▸ **Task description**: Beginning with the line containing "point: tree line" and ending with the last line, repeat the records exactly.

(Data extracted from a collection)
+---+

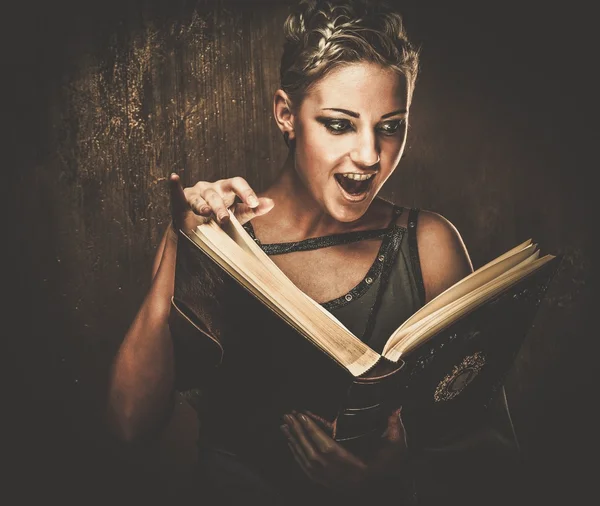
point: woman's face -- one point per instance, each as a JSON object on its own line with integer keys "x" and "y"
{"x": 350, "y": 132}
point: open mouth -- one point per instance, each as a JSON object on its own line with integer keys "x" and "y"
{"x": 355, "y": 184}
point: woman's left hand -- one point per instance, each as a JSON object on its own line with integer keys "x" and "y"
{"x": 327, "y": 462}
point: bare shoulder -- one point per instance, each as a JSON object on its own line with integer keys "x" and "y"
{"x": 443, "y": 255}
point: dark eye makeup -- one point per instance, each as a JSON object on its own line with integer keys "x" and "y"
{"x": 337, "y": 126}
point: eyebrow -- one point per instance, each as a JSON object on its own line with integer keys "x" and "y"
{"x": 356, "y": 115}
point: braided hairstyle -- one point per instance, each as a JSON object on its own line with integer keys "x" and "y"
{"x": 322, "y": 34}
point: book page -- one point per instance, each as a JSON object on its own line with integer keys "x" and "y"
{"x": 285, "y": 299}
{"x": 238, "y": 234}
{"x": 477, "y": 278}
{"x": 430, "y": 325}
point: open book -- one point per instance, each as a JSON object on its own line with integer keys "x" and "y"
{"x": 463, "y": 340}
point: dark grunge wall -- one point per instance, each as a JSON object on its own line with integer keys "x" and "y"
{"x": 105, "y": 99}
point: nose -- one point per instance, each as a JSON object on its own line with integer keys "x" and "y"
{"x": 366, "y": 152}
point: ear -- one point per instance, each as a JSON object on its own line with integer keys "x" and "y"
{"x": 283, "y": 113}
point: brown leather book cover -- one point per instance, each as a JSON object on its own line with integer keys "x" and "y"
{"x": 444, "y": 386}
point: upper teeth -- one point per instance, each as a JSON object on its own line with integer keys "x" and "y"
{"x": 358, "y": 177}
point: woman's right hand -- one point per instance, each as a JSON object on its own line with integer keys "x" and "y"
{"x": 197, "y": 204}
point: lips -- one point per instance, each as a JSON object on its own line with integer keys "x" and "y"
{"x": 354, "y": 187}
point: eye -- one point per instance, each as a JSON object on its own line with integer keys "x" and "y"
{"x": 391, "y": 127}
{"x": 336, "y": 126}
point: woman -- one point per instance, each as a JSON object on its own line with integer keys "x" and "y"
{"x": 347, "y": 79}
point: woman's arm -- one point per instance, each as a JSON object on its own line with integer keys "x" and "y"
{"x": 442, "y": 253}
{"x": 142, "y": 378}
{"x": 482, "y": 467}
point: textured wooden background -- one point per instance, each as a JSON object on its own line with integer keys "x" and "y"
{"x": 108, "y": 99}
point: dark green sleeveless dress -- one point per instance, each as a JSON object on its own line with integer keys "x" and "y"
{"x": 242, "y": 463}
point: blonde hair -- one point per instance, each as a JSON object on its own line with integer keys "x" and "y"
{"x": 323, "y": 34}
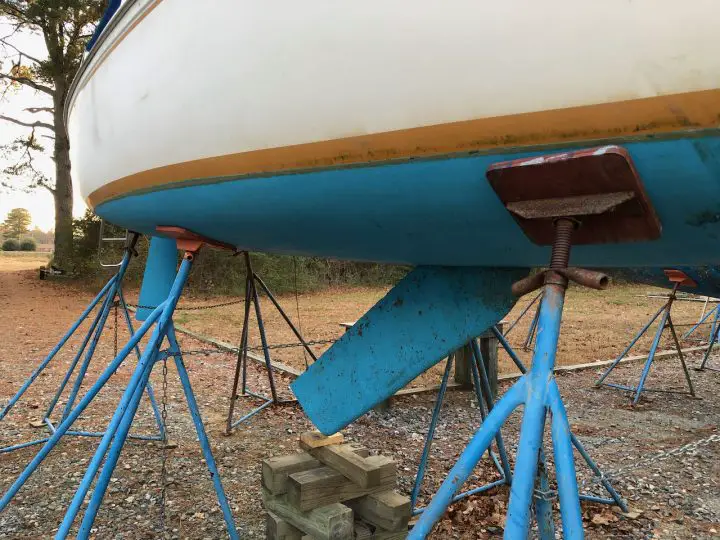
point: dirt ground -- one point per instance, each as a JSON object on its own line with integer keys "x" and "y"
{"x": 677, "y": 497}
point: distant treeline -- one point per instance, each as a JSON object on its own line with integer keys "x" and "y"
{"x": 219, "y": 272}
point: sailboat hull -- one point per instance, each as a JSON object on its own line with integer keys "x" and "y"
{"x": 364, "y": 131}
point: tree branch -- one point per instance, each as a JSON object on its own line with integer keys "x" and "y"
{"x": 21, "y": 53}
{"x": 27, "y": 124}
{"x": 28, "y": 82}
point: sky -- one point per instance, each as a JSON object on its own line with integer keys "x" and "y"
{"x": 40, "y": 201}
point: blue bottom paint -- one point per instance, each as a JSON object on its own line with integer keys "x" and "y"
{"x": 428, "y": 212}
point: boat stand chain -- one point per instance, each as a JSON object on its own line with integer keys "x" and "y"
{"x": 113, "y": 440}
{"x": 582, "y": 197}
{"x": 110, "y": 298}
{"x": 483, "y": 394}
{"x": 677, "y": 278}
{"x": 252, "y": 298}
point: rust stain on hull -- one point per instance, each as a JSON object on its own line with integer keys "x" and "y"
{"x": 663, "y": 114}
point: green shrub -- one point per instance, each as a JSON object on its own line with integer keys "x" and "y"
{"x": 28, "y": 244}
{"x": 11, "y": 245}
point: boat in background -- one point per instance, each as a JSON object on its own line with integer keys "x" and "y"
{"x": 364, "y": 131}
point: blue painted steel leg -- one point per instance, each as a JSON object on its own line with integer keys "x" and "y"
{"x": 543, "y": 501}
{"x": 537, "y": 391}
{"x": 615, "y": 497}
{"x": 73, "y": 364}
{"x": 202, "y": 437}
{"x": 482, "y": 382}
{"x": 104, "y": 313}
{"x": 708, "y": 351}
{"x": 522, "y": 314}
{"x": 81, "y": 406}
{"x": 533, "y": 328}
{"x": 630, "y": 346}
{"x": 460, "y": 472}
{"x": 651, "y": 356}
{"x": 565, "y": 466}
{"x": 483, "y": 395}
{"x": 57, "y": 347}
{"x": 128, "y": 404}
{"x": 713, "y": 312}
{"x": 429, "y": 437}
{"x": 148, "y": 388}
{"x": 533, "y": 423}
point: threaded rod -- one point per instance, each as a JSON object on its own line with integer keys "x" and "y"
{"x": 561, "y": 247}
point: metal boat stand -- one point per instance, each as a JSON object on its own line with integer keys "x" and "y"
{"x": 483, "y": 394}
{"x": 533, "y": 323}
{"x": 112, "y": 442}
{"x": 110, "y": 299}
{"x": 614, "y": 497}
{"x": 678, "y": 279}
{"x": 560, "y": 200}
{"x": 714, "y": 334}
{"x": 252, "y": 298}
{"x": 715, "y": 314}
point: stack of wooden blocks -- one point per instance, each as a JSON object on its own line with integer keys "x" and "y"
{"x": 333, "y": 491}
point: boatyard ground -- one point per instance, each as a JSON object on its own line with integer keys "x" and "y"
{"x": 677, "y": 497}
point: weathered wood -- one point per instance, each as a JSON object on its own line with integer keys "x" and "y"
{"x": 275, "y": 471}
{"x": 381, "y": 535}
{"x": 331, "y": 522}
{"x": 315, "y": 439}
{"x": 362, "y": 531}
{"x": 318, "y": 487}
{"x": 277, "y": 528}
{"x": 365, "y": 471}
{"x": 387, "y": 510}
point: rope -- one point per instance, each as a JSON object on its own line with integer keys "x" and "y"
{"x": 194, "y": 308}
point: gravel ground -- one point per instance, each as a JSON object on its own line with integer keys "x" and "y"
{"x": 677, "y": 497}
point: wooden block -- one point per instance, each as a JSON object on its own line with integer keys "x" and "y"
{"x": 362, "y": 531}
{"x": 331, "y": 522}
{"x": 367, "y": 472}
{"x": 275, "y": 471}
{"x": 322, "y": 486}
{"x": 315, "y": 439}
{"x": 387, "y": 510}
{"x": 384, "y": 535}
{"x": 276, "y": 528}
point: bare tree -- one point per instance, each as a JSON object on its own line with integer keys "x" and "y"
{"x": 65, "y": 27}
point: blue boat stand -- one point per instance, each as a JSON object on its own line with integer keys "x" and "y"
{"x": 481, "y": 386}
{"x": 537, "y": 390}
{"x": 665, "y": 322}
{"x": 111, "y": 444}
{"x": 533, "y": 323}
{"x": 713, "y": 339}
{"x": 109, "y": 298}
{"x": 715, "y": 314}
{"x": 252, "y": 298}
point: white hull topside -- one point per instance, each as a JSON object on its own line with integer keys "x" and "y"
{"x": 173, "y": 81}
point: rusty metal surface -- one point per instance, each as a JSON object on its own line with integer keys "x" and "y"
{"x": 581, "y": 175}
{"x": 583, "y": 205}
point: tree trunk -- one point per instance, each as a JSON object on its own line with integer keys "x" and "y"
{"x": 63, "y": 193}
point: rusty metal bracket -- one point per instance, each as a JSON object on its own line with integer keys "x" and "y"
{"x": 598, "y": 186}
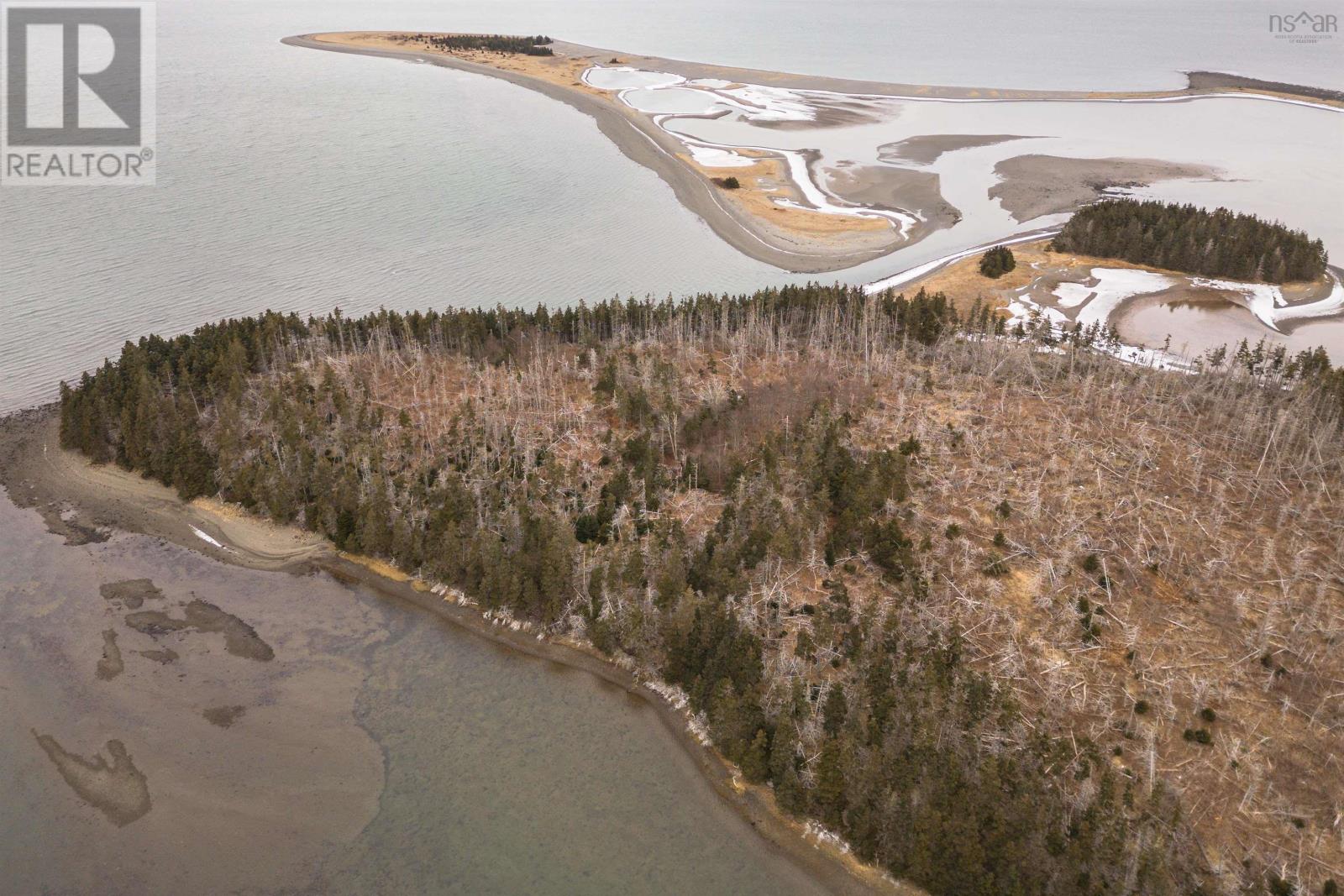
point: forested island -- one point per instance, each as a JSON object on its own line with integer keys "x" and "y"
{"x": 911, "y": 573}
{"x": 531, "y": 46}
{"x": 1194, "y": 241}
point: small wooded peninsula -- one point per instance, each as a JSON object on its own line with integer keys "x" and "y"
{"x": 1005, "y": 617}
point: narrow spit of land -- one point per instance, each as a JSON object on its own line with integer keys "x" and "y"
{"x": 793, "y": 237}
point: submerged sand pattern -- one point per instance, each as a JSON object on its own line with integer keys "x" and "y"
{"x": 241, "y": 638}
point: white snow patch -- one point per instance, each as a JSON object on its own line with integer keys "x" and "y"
{"x": 1113, "y": 286}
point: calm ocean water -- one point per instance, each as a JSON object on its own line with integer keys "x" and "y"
{"x": 300, "y": 181}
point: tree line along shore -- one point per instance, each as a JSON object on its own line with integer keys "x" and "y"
{"x": 879, "y": 544}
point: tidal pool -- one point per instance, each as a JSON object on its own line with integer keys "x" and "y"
{"x": 380, "y": 752}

+---+

▸ **Response to the exercise**:
point: tree line along shore -- one point per instance, each as a JSON object on its own line with integer keys "x" and "y"
{"x": 879, "y": 544}
point: tidal pool -- one point per instance, each as a JSON object on its own line with integer keys "x" and "y"
{"x": 380, "y": 752}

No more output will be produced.